Dataset entries

◆ ◆ ◆

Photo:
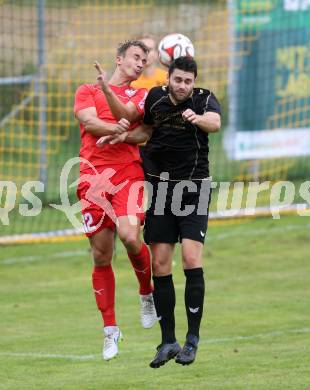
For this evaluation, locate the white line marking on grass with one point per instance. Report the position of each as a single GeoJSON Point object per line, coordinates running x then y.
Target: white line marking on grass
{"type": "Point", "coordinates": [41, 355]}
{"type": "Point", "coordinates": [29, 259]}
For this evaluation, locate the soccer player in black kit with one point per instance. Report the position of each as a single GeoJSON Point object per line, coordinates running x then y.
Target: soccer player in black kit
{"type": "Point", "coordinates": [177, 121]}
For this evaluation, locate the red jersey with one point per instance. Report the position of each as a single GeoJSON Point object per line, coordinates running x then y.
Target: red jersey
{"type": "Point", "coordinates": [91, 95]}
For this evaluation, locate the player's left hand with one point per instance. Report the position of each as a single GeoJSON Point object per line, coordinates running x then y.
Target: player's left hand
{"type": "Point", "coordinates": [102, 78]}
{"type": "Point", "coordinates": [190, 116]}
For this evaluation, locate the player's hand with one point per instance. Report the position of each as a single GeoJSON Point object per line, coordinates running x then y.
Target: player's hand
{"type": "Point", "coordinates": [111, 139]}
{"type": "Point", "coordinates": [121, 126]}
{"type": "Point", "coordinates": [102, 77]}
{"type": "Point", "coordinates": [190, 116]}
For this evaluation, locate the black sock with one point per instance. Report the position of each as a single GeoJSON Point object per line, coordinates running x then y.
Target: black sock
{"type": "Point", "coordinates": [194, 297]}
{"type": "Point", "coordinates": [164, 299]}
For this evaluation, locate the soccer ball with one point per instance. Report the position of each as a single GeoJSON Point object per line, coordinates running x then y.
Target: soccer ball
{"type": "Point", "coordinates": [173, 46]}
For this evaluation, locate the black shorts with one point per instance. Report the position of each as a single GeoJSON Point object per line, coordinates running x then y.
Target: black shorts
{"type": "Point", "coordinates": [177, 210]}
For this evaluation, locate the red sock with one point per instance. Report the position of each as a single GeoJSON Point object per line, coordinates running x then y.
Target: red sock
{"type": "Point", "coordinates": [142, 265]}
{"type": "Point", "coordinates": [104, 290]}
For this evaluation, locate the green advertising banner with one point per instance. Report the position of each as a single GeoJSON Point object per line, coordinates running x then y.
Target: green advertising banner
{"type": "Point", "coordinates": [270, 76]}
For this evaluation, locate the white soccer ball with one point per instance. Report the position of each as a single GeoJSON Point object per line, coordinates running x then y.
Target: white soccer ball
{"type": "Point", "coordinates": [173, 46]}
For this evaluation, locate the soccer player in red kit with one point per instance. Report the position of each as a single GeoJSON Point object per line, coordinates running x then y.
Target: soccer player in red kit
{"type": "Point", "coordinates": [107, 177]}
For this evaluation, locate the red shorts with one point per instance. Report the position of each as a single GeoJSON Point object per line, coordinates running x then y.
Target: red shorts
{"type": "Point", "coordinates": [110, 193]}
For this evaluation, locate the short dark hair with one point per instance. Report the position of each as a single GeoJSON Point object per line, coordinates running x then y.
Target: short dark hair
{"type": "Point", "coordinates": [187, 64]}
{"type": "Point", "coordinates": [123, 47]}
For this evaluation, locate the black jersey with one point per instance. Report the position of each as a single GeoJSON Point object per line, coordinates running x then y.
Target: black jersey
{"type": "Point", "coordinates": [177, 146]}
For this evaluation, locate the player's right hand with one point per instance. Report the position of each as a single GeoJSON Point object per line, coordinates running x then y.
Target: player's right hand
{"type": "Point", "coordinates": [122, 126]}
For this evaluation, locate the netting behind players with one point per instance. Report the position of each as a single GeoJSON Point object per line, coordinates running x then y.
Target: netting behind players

◆ ◆ ◆

WHAT IS ASKED – Rewrite every one of the records above with "For this evaluation" changed to "For this test" and everything else left as it is. Omit the pictures.

SOLUTION TO THIS EXERCISE –
Photo:
For this test, locate the white line marking on grass with one point per instance. Report the position of each as a single GeoJSON Point object per line, coordinates running x then y.
Target: white line marking on grass
{"type": "Point", "coordinates": [41, 355]}
{"type": "Point", "coordinates": [29, 259]}
For this test, locate the soccer player in black kit with one point per instance. Report the position of each as a single GeoJSON Point object per line, coordinates running x then y.
Target: soccer player in black kit
{"type": "Point", "coordinates": [177, 121]}
For this test, locate the red jersey with one point per instance. Report the position of each as a single GeoJSON Point object per line, coordinates running x then y.
Target: red jersey
{"type": "Point", "coordinates": [91, 95]}
For this test, locate the player's left hand with one point per instance. Report the position of each as a single GeoJSON Point object per line, coordinates running x then y.
Target: player's left hand
{"type": "Point", "coordinates": [102, 78]}
{"type": "Point", "coordinates": [190, 116]}
For this test, locate the player's hand with one point per instance. Report the position of each as a single GeoJSON Point object per line, coordinates running x then y.
Target: player's hand
{"type": "Point", "coordinates": [111, 139]}
{"type": "Point", "coordinates": [121, 126]}
{"type": "Point", "coordinates": [102, 77]}
{"type": "Point", "coordinates": [190, 116]}
For this test, locate the black sock with one point per instance. Report the position of each as a single GeoJSON Point object per line, coordinates running x then y.
Target: black sock
{"type": "Point", "coordinates": [194, 297]}
{"type": "Point", "coordinates": [164, 299]}
For this test, locate the soccer ball with one point per instance. Report the position of each as a single GeoJSON Point object per line, coordinates running x then y.
Target: soccer ball
{"type": "Point", "coordinates": [173, 46]}
For this test, locate the black shorts with one point per instance. Report the position of each as a single GeoJSON Point object per line, coordinates running x then y.
Target: black shorts
{"type": "Point", "coordinates": [177, 210]}
For this test, locate the red sock with one point per instance. Report the position of each as a single GeoJSON Point object per line, coordinates running x then y.
Target: red sock
{"type": "Point", "coordinates": [142, 265]}
{"type": "Point", "coordinates": [104, 290]}
For this test, locate the green advertising banner with one point per instance. Report the position of each as a single GeoJSON Point object per line, coordinates running x then y.
Target: green advertising banner
{"type": "Point", "coordinates": [270, 76]}
For this test, locate the white soccer ball with one point per instance. Report the position of each as a single GeoJSON Point object per line, coordinates running x then y.
Target: white soccer ball
{"type": "Point", "coordinates": [173, 46]}
For this test, locate the soccer player in red kit with one point per instance. Report the position of each as a single GeoJSON Point object per line, coordinates running x then y.
Target: soccer player in red kit
{"type": "Point", "coordinates": [107, 177]}
For this test, locate the red shorts with one point per instance. Report the position of each as a single GeoJSON Point object per line, coordinates running x then y.
Target: red shorts
{"type": "Point", "coordinates": [110, 193]}
For this test, locate the short dark hair with one point per instance. Report the position of each as a single GeoJSON Point object per line, coordinates running x then y.
Target: short dark hair
{"type": "Point", "coordinates": [187, 64]}
{"type": "Point", "coordinates": [123, 47]}
For this test, locate the black jersey with one point per instance. Report the position of each as a single GeoJSON Point object per line, coordinates running x then y.
Target: black jersey
{"type": "Point", "coordinates": [177, 146]}
For this test, locate the player's right hand with one point per instance. Report the position of each as a single GeoJSON Point object per line, coordinates running x then y.
Target: player's right hand
{"type": "Point", "coordinates": [122, 126]}
For this test, locate the netting behind players with one point per instance. Report the position of each as a single GeoJSON Point object per line, coordinates running x then y.
Target: netting behind players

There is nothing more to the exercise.